Rick Harris:Hello, and thanks for having me here. I appreciate it.
Mel Renfrow:Yeah. We were just, we were just talking. It's the end of August here. What was it like when you walked out of the hotel this morning?
Rick Harris:Eighty degrees and muggy. Different from Seattle. Seattle's a little bit drizzly today and mid to high fifties.
Mel Renfrow:So I miss it. I miss it already. You'll be back. I'll
Rick Harris:be back.
Mel Renfrow:What time was that when you walked up?
Rick Harris:Walked out of the hotel 6:30 CST. So time zones, we'll probably chat a little bit about that. Exactly. Trying to get caught up with that.
Mel Renfrow:We'll hold on tight because Daniel was just saying that, heat index is gonna feel like a 105 today.
Rick Harris:Right. Yeah. That's a little a little more than I'm used to.
Mel Renfrow:Well, I'm I'm really glad you're here. Thank you for flying in, and you're here this week for the Acoustical Ceiling Summit. So getting a lot of business done while you're here.
Rick Harris:I'm gonna try to participate in the summit, but I actually have 3 to 4 other meetings going on. And I'll be back again after Labor Day for a client summit here in in our HQ. So, yeah, I'll be bouncing around offices today and chatting with different people about different things.

| LISTED ENTRIES |
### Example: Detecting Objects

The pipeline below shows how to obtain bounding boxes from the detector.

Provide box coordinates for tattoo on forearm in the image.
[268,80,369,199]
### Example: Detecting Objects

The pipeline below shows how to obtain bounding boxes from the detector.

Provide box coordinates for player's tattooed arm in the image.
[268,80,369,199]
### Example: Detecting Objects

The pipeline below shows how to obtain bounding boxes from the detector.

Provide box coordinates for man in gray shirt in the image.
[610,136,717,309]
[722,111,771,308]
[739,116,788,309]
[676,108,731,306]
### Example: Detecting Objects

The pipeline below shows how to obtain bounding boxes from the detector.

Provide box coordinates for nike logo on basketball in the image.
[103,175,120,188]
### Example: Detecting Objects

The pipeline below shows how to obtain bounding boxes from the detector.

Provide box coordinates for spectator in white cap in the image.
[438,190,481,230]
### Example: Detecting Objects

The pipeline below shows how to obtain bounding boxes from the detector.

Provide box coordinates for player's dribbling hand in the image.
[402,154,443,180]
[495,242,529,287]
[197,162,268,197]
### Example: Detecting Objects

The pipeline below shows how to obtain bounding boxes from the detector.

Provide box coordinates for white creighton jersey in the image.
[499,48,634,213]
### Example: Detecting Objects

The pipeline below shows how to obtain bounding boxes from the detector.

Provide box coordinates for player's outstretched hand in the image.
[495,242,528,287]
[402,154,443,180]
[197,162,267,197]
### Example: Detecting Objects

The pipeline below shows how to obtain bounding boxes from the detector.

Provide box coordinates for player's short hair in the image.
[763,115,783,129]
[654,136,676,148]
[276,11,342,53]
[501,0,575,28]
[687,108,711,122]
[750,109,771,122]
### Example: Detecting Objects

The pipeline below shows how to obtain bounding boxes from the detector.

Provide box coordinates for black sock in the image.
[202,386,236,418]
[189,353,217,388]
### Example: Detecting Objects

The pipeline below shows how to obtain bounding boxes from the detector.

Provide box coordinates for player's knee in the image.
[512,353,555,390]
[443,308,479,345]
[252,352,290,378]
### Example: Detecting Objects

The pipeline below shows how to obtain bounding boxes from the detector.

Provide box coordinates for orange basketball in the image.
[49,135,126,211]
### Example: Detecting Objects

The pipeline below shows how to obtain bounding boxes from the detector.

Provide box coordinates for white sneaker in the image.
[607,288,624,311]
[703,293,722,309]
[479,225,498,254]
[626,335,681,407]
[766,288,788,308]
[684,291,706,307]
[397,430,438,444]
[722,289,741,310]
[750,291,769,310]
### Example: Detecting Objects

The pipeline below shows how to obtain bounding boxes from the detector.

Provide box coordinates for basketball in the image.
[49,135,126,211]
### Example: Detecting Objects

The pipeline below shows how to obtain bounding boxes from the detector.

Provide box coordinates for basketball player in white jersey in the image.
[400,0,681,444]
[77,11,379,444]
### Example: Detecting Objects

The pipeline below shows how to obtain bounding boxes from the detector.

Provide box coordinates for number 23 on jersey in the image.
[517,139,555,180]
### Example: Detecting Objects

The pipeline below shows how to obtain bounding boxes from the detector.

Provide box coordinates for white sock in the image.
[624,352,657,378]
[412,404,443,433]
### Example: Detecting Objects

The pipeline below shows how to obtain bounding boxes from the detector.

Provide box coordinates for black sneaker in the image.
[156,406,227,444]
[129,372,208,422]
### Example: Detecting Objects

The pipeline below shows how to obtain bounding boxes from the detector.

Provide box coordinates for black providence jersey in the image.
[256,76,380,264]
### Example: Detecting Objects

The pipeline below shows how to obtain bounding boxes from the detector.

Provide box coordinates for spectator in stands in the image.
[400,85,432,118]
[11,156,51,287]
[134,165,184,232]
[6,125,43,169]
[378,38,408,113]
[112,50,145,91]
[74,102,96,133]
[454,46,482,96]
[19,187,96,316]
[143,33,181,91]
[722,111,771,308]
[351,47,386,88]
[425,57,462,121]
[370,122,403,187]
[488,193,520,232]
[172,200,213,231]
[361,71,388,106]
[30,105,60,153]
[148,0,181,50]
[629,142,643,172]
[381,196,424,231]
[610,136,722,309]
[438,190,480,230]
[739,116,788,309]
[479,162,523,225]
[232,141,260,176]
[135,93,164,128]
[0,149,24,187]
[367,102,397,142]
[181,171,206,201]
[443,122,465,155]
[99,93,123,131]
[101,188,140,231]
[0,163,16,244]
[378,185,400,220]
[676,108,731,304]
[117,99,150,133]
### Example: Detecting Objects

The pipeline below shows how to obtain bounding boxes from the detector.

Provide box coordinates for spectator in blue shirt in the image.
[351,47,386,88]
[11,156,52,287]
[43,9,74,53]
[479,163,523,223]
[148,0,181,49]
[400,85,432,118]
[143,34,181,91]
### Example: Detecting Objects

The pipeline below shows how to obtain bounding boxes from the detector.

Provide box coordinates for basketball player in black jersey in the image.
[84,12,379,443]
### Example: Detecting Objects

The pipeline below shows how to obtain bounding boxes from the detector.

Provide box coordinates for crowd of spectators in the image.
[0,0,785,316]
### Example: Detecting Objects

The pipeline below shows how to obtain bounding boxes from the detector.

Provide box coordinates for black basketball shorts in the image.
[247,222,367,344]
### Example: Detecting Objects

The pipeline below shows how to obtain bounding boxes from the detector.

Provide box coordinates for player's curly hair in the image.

| CHALLENGES |
a – Please copy out the stretch of the listing from its first line through the line containing "[197,162,267,197]", keeping every line unchanged.
b – Write what comes next in the interview transcript, picking up after its final line.
The listing has no connection to the interview transcript.

| ANSWERS FOR THE TASKS |
a –
### Example: Detecting Objects

The pipeline below shows how to obtain bounding boxes from the detector.

Provide box coordinates for tattoo on forearm in the image.
[268,80,369,199]
### Example: Detecting Objects

The pipeline below shows how to obtain bounding boxes from the detector.

Provide box coordinates for player's tattooed arm in the image.
[268,80,369,199]
### Example: Detecting Objects

The pipeline below shows how to obtain bounding boxes from the detector.

Provide box coordinates for man in gray shirt in the image.
[610,136,717,309]
[722,111,771,308]
[739,116,788,309]
[676,108,731,306]
### Example: Detecting Objects

The pipeline below shows how to obtain bounding boxes from the detector.

Provide box coordinates for nike logo on basketball in the image.
[103,175,120,188]
### Example: Detecting Objects

The pipeline below shows how to obtain bounding boxes from the detector.

Provide box coordinates for spectator in white cap in the image.
[438,190,481,230]
### Example: Detecting Objects

The pipeline below shows how to obtain bounding boxes from the detector.

Provide box coordinates for player's dribbling hand in the image.
[402,154,443,180]
[495,242,529,287]
[197,162,268,197]
### Example: Detecting Objects

The pipeline below shows how to obtain bounding boxes from the detector.

Provide box coordinates for white creighton jersey in the image.
[499,48,634,213]
### Example: Detecting Objects

The pipeline below shows how to obtain bounding boxes from the detector.

Provide box coordinates for player's outstretched hand in the image.
[495,242,528,287]
[402,154,443,180]
[197,162,267,197]

b –
Mel Renfrow:Well, that is a great segue. So I wanna start just first, let's do quick background. K. So you joined, PCI July of 2015, correct?
Rick Harris:Correct.
Mel Renfrow:So why don't you tell kind of how did you get started in construction, and then how did you wind up here?
Rick Harris:Completely by accident. I was attending the University of Washington at the time. Like a lot of kids, I wasn't sure what I was going to do and I wound up having myself too much fun there and needed a summertime job. And so a friend was aware of a company that was hiring people. So I started my career as a utility man and apprentice and a journeyman and a foreman.
Rick Harris:And that was with a family owned company back in the Pacific Northwest. So I spent my entire career in the Northwest. And after several years of being, you know, as part of the the field forces, I actually walked out of a building and someone dropped a ladder from multiple floors above, and it landed on the back of my head and my shoulders. And it it kinda opened my eyes. It was one of the first fortuitous events that leads me to where I am today.
Rick Harris:So I went back to school at night and the I think the company thought that I was too much of a liability in the field anymore. So they moved me into the office and let me start estimating and project managing and working with clients. And so I was there for 7 or 8 years. And oddly, it it it being a family owned company, their focus, they did focus on their people, but not in the way that an employee owned company does. And my younger brother and I thought there was a better way to do it.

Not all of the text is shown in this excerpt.